▸ **What this exercise asks**:
• 1. Please write out the part of the passage on peak fossil fuel demand from "And if global" to "Group (BCG) says.", word for word.
• 2. According to the passage on peak fossil fuel demand, in which month did the International Monetary Fund set out the three growth scenarios that BCG used?

▸ **Provided passage**:
::::

One of the defining early features of the COVID-19 pandemic was a plummet in demand for oil.

And if global economic growth doesn’t return to pre-crisis levels until 2022, then 2019 may turn out to have represented the peak in the global consumption of fossil fuels, Boston Consulting Group (BCG) says.

Analysis from the firm’s Europe-based energy analysts says if growth is slower to rebound, the pace of industry consolidation around renewable energy technologies could result in a permanent shift.

“The growth in fossil fuels was always going to come to an end, but the COVID-19 crisis may have accelerated this by more than a decade: peak fossil fuel demand may have happened in 2019,” BCG said.

To reach their conclusion the group modelled the demand outlook for coal, oil, and natural gas, based on three separate growth scenarios for the global economy set out by the International Monetary Fund (IMF) in April.

Should global growth bounce back — a prospect now looking increasingly unlikely, BCG calculated that fossil fuel demand could be expected to return to pre-crisis levels by 2022.

But here’s their prognosis in the event the recovery lags and takes on the so-called “U-shape”:

“With insufficient economic growth to offset other forces, demand for fossil fuels will not move back to 2019 levels until the second half of the decade. And if the energy transition accelerates, this may never occur,” BCG said.

::::

▸ **Supplied entries**:
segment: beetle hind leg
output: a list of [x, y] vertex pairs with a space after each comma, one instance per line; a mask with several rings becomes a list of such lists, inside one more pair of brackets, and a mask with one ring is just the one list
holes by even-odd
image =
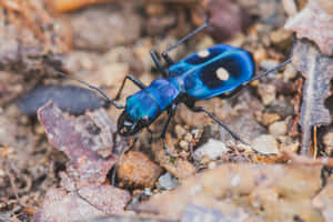
[[176, 104], [172, 104], [171, 108], [169, 108], [169, 115], [168, 115], [168, 120], [163, 127], [163, 130], [162, 130], [162, 133], [161, 133], [161, 138], [163, 140], [163, 150], [165, 151], [167, 155], [169, 155], [170, 158], [176, 158], [175, 155], [171, 154], [169, 152], [169, 148], [167, 145], [167, 141], [165, 141], [165, 133], [167, 133], [167, 130], [168, 130], [168, 125], [171, 121], [171, 119], [173, 118], [174, 113], [175, 113], [175, 110], [176, 110]]

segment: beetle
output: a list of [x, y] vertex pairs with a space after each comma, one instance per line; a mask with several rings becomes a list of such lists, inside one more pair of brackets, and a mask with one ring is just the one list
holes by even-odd
[[[155, 67], [162, 73], [163, 78], [153, 80], [149, 85], [145, 85], [143, 82], [129, 74], [122, 81], [115, 99], [112, 100], [101, 89], [84, 81], [78, 81], [93, 90], [97, 90], [115, 108], [123, 109], [123, 112], [118, 118], [117, 123], [118, 133], [122, 137], [134, 135], [142, 129], [148, 129], [148, 127], [152, 124], [159, 115], [161, 115], [164, 111], [168, 111], [169, 115], [161, 132], [161, 138], [163, 140], [163, 148], [170, 157], [172, 155], [165, 143], [165, 133], [180, 103], [184, 103], [193, 112], [206, 113], [219, 125], [224, 128], [235, 140], [245, 143], [218, 117], [209, 112], [203, 107], [196, 107], [195, 102], [216, 95], [224, 95], [224, 98], [232, 97], [248, 85], [249, 82], [279, 70], [281, 67], [291, 62], [291, 60], [289, 59], [271, 70], [259, 75], [254, 75], [255, 63], [251, 53], [241, 48], [228, 44], [213, 46], [193, 53], [179, 62], [174, 62], [169, 57], [169, 51], [176, 48], [206, 26], [208, 24], [204, 23], [199, 27], [193, 32], [181, 39], [176, 44], [161, 53], [167, 67], [163, 67], [159, 54], [154, 50], [150, 51]], [[125, 105], [120, 105], [115, 101], [120, 98], [127, 80], [132, 81], [140, 91], [128, 97]]]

::::

▸ **Answers in order**:
• 1.
And if global economic growth doesn’t return to pre-crisis levels until 2022, then 2019 may turn out to have represented the peak in the global consumption of fossil fuels, Boston Consulting Group (BCG) says.

• 2. April.